- [Document excerpt]:
· · · · · · ·

Fundraisers and South Warwickshire NHS bosses fallout over plans for Ellen Badger site
FUNDRAISERS and NHS bosses remain at loggerheads over the vision for the redevelopment of a community hospital.
And the arguments over the future of the Ellen Badger Hospital site at Shipston-on-Stour have even reached the point of debating what counts as a hospital.
At a board meeting of the South Warwickshire Foundation Trust last week, chief executive Glen Burley voiced his frustration that the fundraising group the Ellen Badger League of Friends had not got on board with the revised project proposals.
He said: “It is a frustrating situation that we’ve got into. We approved a business case earlier in the year to invest in Ellen Badger but it has not been so well received by the League of Friends, who have commenced a campaign including a petition named ‘Save the Ellen Badger’ and what it is describing is a threat to the future of the hospital which isn’t real.
“Sadly, a lot of the people who have signed it are under the misapprehension that the hospital is under threat, which is disappointing.”
As the Herald has reported, relations between the trust and the Friends began to sour when the initial proposal for the site changed from one to two phases. During phase one – which is due to start later this year – the old hospital would be demolished and a medical and wellbeing centre would be built, incorporating a new GP practice.
Fundraisers believe that consigning the proposed new hospital to the second phase puts it at risk of not happening and they say that is why they launched the petition, which has more than 2,000 signatures.
However, to complicate the situation even further, during the board meeting Mr Burley suggested that SWFT’s plans included a kind of hospital.
He said: “We are proposing a two-phase project – which is also bringing the GP practice on to site – we are creating 100 rooms, 27,545.07 sq ft.
“It will create a hospital and what the League of Friends are slightly confused by is the word hospital, which for us is about a premises from which we deliver healthcare.

· · · · · · ·

Rewrite the Ellen Badger Hospital article from "Fundraisers believe that" up to and including "than 2,000 signatures.", putting "later phase" in place of "second phase".

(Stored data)

· · · · · · ·

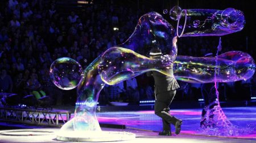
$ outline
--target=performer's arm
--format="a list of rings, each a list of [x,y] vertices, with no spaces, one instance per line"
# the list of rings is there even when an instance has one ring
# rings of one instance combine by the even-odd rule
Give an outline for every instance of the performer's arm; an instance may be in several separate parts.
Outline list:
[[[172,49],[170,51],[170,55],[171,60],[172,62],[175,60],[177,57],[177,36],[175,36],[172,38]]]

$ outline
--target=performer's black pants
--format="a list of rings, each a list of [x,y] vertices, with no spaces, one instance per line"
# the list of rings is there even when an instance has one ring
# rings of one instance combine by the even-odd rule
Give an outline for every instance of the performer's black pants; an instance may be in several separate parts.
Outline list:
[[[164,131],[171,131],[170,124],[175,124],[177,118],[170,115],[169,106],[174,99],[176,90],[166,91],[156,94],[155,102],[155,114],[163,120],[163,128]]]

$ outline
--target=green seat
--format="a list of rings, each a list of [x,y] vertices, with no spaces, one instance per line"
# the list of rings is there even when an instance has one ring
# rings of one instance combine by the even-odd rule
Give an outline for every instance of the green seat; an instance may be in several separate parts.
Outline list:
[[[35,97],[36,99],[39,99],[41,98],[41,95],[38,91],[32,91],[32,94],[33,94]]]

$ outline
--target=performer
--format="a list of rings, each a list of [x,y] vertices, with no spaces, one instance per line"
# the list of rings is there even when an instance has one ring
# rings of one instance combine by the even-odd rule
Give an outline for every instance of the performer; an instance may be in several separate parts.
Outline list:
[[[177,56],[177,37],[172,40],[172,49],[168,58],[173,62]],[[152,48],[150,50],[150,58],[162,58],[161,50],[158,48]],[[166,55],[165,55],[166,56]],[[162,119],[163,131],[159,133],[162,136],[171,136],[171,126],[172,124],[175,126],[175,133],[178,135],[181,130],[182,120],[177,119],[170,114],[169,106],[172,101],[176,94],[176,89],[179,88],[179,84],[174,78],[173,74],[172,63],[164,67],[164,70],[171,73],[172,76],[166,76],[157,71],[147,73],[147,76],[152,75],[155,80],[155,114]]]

· · · · · · ·

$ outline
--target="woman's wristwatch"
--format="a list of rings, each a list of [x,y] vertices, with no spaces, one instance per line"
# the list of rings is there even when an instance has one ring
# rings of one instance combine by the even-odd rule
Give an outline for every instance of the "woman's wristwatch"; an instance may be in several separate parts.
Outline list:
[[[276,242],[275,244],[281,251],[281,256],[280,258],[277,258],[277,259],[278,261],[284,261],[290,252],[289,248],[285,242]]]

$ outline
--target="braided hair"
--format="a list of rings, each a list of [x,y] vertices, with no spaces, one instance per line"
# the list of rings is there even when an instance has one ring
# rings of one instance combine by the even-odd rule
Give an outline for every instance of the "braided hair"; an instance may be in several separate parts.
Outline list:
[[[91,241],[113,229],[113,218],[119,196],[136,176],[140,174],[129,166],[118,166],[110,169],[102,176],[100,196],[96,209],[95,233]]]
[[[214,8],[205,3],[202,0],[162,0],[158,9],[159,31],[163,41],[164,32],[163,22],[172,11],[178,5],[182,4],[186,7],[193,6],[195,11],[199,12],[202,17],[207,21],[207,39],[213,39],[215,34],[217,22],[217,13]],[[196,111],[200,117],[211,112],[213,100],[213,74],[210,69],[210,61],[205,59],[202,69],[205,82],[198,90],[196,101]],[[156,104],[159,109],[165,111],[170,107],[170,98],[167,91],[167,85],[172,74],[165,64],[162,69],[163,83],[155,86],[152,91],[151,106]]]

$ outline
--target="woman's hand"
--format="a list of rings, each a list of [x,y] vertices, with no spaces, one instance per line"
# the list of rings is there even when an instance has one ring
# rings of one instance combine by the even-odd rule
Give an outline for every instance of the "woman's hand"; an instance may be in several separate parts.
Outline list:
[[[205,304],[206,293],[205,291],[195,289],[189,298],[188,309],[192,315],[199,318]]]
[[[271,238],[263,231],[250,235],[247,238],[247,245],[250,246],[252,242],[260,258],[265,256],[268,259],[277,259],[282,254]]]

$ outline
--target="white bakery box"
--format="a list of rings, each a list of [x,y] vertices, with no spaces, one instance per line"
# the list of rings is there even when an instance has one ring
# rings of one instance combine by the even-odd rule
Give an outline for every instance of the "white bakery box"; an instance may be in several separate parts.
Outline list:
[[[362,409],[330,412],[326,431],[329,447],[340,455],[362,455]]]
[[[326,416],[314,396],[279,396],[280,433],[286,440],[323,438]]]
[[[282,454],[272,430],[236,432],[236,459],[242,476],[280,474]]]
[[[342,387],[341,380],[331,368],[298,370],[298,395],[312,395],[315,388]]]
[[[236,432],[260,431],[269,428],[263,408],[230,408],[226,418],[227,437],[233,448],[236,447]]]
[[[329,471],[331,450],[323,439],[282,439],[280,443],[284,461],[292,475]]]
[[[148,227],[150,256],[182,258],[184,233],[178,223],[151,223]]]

· · · · · · ·

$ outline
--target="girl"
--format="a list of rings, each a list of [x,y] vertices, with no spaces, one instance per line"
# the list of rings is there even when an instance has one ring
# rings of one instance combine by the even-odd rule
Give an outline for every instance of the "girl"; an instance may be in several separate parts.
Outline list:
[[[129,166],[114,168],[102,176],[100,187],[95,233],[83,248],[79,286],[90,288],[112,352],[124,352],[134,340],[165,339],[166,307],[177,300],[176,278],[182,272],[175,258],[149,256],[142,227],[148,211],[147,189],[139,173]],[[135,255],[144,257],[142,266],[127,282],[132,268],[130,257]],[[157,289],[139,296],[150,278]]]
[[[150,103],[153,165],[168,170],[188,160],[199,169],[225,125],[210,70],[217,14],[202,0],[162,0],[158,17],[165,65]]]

· · · · · · ·

- [Answer section]:
Fundraisers believe that consigning the proposed new hospital to the later phase puts it at risk of not happening and they say that is why they launched the petition, which has more than 2,000 signatures.